◆ Task brief ◆
Copy the part of the items below that opens with the line containing "peeled ginger slice" and runs through the last item, replacing "pasta" with "noodle" and leaving everything else the same.
>> start Entries provided
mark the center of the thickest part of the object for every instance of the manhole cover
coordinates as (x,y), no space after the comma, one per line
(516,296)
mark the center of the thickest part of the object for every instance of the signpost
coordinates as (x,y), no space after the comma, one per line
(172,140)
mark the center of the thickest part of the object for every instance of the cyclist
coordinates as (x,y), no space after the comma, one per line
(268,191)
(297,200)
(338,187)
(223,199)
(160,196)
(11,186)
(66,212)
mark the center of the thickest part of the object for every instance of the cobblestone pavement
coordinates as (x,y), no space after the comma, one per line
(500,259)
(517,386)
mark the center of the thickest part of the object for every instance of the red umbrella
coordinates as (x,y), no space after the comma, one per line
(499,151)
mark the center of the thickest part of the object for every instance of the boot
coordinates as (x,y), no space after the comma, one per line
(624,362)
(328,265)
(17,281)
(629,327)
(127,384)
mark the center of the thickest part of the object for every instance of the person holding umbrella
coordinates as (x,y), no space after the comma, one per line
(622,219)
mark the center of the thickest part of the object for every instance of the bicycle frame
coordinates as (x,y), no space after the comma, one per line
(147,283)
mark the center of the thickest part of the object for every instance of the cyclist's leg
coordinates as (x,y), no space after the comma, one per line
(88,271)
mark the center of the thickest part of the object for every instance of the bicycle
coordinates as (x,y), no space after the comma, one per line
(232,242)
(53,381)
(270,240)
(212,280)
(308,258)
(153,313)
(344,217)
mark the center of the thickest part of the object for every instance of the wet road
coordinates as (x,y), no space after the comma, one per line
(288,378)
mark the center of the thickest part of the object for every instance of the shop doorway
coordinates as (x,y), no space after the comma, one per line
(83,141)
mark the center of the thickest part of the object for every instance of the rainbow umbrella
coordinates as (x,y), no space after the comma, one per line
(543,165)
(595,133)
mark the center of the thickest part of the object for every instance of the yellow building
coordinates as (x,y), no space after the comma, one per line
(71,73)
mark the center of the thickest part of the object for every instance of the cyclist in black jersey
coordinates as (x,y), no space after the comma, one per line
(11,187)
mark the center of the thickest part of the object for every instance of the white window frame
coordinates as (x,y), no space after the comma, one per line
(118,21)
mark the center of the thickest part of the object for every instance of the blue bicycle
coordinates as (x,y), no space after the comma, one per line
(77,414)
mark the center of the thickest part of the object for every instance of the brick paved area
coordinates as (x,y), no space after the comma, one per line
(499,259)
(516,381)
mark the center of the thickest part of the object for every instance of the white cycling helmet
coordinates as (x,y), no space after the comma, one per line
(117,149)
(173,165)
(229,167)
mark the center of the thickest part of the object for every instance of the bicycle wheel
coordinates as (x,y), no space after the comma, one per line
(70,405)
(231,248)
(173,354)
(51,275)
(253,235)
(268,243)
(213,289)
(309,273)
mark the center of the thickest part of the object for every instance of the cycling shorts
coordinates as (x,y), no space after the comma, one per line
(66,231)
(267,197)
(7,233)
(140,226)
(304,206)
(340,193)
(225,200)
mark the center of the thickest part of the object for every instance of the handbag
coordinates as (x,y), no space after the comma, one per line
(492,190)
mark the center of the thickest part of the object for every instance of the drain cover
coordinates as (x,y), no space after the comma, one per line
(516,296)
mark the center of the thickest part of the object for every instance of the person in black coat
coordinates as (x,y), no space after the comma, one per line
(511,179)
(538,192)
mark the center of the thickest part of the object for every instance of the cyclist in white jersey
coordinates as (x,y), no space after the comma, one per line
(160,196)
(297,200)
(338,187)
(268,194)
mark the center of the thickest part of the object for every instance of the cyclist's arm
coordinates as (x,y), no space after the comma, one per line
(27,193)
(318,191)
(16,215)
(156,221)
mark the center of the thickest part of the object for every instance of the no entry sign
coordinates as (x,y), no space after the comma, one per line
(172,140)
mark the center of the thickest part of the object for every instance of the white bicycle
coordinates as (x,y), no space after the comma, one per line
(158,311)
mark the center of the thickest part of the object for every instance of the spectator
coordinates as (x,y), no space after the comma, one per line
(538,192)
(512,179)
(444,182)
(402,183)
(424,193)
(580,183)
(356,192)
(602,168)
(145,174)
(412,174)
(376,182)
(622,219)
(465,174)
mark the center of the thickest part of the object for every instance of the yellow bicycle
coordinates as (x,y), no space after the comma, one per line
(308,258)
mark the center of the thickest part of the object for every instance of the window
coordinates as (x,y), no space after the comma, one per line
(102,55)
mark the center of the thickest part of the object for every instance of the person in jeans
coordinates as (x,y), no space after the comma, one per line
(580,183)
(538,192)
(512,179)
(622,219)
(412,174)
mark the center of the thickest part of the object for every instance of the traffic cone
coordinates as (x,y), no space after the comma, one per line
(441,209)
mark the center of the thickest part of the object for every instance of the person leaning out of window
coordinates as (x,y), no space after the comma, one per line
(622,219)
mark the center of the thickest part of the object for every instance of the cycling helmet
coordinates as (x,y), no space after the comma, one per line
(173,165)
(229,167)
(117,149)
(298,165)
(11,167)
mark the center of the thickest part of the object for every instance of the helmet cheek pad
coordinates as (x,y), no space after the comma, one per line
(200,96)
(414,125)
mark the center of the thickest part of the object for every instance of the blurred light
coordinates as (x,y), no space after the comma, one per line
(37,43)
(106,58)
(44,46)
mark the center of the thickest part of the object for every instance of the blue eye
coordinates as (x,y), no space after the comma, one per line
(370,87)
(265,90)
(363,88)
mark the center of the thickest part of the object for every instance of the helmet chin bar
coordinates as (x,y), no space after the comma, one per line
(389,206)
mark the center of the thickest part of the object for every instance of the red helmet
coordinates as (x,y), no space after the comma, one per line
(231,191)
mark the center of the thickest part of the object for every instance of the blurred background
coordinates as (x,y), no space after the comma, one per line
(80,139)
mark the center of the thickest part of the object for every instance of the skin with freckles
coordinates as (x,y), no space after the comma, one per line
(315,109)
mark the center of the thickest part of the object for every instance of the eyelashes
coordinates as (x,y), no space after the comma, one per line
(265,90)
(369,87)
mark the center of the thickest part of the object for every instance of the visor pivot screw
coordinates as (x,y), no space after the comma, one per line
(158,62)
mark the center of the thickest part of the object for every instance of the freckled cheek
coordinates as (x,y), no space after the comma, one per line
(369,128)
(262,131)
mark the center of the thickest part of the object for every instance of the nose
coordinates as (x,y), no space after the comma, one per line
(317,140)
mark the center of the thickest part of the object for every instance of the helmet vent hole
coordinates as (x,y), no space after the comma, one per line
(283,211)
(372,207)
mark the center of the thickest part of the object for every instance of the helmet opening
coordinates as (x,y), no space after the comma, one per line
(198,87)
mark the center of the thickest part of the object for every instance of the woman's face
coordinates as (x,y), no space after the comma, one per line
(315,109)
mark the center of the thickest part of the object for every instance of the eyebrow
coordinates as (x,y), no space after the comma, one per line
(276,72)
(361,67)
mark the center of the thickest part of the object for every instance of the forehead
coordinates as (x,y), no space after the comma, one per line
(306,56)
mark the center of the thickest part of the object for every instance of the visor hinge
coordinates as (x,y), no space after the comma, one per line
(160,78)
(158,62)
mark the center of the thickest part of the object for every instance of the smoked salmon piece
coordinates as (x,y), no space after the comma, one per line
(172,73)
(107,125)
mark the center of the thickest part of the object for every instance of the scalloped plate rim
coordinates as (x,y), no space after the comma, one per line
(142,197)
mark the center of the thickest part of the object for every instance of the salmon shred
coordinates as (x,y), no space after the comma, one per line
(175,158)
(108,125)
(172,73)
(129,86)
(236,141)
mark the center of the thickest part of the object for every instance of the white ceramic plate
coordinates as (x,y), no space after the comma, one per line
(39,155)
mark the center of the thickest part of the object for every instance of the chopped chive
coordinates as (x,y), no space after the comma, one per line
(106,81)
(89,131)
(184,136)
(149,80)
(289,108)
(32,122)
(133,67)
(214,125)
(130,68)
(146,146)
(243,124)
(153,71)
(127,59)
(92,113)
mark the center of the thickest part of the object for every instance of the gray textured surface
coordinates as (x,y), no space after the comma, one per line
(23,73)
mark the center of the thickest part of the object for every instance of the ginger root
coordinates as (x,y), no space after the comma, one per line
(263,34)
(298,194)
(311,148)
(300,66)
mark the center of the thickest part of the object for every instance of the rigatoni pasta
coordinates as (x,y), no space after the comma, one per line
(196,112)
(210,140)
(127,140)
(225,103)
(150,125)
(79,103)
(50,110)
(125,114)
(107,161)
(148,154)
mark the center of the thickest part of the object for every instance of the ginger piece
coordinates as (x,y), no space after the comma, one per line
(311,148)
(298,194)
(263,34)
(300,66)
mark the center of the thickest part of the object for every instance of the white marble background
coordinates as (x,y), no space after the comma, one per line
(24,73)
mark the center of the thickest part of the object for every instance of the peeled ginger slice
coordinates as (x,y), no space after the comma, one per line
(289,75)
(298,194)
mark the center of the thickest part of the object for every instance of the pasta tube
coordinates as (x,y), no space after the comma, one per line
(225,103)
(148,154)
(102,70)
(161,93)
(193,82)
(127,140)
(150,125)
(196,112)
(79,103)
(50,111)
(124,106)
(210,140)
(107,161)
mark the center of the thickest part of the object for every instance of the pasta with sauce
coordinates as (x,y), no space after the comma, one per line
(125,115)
>> end Entries provided
◆ Result for this task ◆
mark the center of the thickest part of the object for every instance of the peeled ginger slice
coordinates as (x,y), no space after the comma, one per line
(289,75)
(298,194)
mark the center of the thickest part of the object for every instance of the noodle tube
coordinates as (x,y), no space after the comma, one per line
(225,103)
(148,154)
(102,70)
(161,93)
(193,82)
(127,140)
(150,125)
(196,112)
(79,103)
(50,111)
(124,106)
(210,140)
(107,161)
mark the center of the thickest part of the object for every instance of the noodle with sauce
coordinates as (x,y), no space after the comma, one per line
(125,115)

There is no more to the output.